Lines from the one containing "of the small" through the last line of the data are to be repeated word for word, both ends included.

**PROVIDED RECORDS**
*-*-*

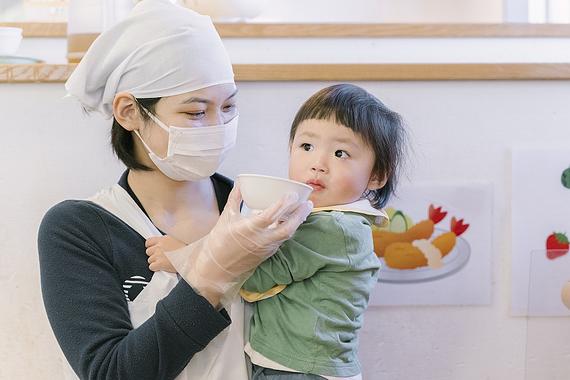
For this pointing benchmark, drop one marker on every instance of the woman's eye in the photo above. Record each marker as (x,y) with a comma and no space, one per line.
(341,154)
(196,115)
(229,108)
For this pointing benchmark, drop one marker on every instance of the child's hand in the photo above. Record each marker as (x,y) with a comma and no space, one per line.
(155,248)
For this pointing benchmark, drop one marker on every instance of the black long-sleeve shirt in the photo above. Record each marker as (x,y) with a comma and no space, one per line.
(91,265)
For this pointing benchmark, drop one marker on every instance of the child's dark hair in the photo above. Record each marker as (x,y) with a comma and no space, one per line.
(378,126)
(122,140)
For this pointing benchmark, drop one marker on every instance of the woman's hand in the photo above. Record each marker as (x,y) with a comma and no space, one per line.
(220,262)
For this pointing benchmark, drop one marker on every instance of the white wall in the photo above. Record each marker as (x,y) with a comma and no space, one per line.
(460,131)
(412,11)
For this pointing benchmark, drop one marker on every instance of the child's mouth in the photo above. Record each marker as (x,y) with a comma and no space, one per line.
(316,185)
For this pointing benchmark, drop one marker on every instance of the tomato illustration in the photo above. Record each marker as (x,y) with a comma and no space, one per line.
(556,245)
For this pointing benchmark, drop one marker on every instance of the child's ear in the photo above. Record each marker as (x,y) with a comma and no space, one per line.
(375,183)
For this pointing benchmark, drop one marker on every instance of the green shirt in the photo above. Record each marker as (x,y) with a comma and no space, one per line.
(329,267)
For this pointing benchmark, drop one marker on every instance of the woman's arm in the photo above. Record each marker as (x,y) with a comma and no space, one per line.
(88,311)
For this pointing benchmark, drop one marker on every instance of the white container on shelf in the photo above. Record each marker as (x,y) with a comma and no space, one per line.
(10,39)
(87,19)
(227,10)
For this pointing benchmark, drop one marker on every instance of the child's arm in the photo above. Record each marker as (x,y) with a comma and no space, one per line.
(310,249)
(155,248)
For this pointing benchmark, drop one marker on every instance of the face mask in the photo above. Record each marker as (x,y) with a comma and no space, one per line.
(194,153)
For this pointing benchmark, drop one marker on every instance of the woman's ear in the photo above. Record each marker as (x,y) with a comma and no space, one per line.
(126,112)
(375,183)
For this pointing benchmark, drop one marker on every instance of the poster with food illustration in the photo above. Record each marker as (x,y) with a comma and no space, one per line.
(436,249)
(540,229)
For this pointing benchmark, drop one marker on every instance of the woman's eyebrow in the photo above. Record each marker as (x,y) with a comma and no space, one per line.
(233,94)
(203,100)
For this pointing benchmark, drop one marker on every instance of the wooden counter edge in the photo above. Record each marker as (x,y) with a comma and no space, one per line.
(340,30)
(48,73)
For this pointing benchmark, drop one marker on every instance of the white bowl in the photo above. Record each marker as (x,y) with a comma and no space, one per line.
(10,39)
(261,191)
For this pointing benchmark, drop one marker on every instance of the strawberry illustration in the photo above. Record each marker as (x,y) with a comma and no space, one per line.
(556,245)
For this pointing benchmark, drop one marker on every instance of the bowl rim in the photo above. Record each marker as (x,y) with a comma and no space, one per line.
(281,179)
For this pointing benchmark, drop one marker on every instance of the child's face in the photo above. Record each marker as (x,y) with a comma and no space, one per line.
(333,160)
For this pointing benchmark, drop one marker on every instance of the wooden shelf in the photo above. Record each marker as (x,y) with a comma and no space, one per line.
(45,73)
(266,30)
(40,29)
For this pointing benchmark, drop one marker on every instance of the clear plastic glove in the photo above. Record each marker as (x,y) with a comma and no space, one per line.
(218,264)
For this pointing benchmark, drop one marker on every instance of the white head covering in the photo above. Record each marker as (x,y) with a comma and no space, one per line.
(160,49)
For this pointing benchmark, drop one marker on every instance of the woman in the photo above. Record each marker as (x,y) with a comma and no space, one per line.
(164,76)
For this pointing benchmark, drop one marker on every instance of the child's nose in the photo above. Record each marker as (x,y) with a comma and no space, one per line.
(319,167)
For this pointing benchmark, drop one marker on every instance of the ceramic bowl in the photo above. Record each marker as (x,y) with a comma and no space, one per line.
(261,191)
(10,39)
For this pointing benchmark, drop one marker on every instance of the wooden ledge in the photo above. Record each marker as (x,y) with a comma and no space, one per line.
(266,30)
(45,73)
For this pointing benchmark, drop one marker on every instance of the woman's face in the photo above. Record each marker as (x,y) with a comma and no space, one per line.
(209,106)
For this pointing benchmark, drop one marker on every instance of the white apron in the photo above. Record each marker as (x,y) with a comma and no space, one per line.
(223,357)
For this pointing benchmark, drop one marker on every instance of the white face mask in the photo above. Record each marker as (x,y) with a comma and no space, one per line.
(194,153)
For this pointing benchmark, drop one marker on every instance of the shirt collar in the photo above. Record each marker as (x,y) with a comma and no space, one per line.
(361,206)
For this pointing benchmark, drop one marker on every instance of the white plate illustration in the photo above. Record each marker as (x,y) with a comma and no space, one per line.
(452,262)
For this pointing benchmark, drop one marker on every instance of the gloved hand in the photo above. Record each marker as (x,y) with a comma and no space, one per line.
(218,264)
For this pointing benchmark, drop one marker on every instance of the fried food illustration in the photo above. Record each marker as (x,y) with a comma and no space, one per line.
(420,230)
(422,252)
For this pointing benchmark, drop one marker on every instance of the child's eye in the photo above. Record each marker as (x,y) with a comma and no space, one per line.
(341,154)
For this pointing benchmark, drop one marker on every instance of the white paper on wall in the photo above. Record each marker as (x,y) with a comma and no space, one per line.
(540,220)
(464,277)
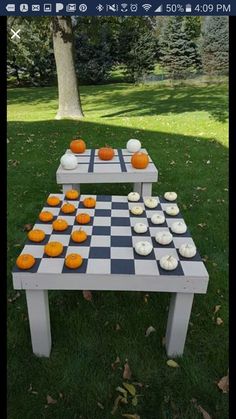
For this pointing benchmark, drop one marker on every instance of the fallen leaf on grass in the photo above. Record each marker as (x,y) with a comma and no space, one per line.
(131,389)
(100,405)
(223,384)
(50,400)
(87,295)
(219,321)
(127,372)
(205,415)
(217,308)
(114,364)
(11,300)
(116,404)
(149,330)
(172,363)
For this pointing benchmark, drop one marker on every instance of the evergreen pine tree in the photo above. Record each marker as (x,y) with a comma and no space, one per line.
(215,45)
(178,51)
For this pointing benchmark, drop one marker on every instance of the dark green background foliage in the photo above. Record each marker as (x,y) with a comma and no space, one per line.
(179,45)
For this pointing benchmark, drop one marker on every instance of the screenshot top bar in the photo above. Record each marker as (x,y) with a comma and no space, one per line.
(109,8)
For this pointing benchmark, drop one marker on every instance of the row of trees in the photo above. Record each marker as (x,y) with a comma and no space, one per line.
(181,45)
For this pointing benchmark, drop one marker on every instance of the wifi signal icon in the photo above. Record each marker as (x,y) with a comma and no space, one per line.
(146,7)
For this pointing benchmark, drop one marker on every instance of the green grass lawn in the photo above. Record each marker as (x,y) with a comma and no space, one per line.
(185,129)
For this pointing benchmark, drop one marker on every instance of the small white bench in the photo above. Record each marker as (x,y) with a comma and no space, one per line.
(118,170)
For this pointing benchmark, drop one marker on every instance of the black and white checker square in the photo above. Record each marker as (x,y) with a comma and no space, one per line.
(109,248)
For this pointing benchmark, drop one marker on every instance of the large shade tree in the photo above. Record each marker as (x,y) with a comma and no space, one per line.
(68,89)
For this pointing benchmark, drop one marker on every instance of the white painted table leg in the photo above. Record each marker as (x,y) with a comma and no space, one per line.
(137,188)
(177,324)
(39,320)
(147,189)
(66,187)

*-*-*

**WRITTEN SOLUTION**
For this pointing benchmark, drop one marker on every instance of the small white bench in the photo above. Record each marker as (x,y) with a comma and no space, one per line.
(118,170)
For this pointing benchmark, drop one marker on every instance of the black and white checker square in the photo above. Record each marker as (x,y) with a comma and no space, one per line.
(109,248)
For this pointing benchmark, drop one marker on every instance of the large shade tree in the photo above. Record each marker as (x,y) with a comma and no space, one per line.
(68,89)
For this pointing benchmark, drop one marker on every instance of the white painted table leg in the photo above. Record each marker as (x,y) with a comma and no space, one per line.
(137,188)
(177,324)
(39,320)
(147,189)
(66,187)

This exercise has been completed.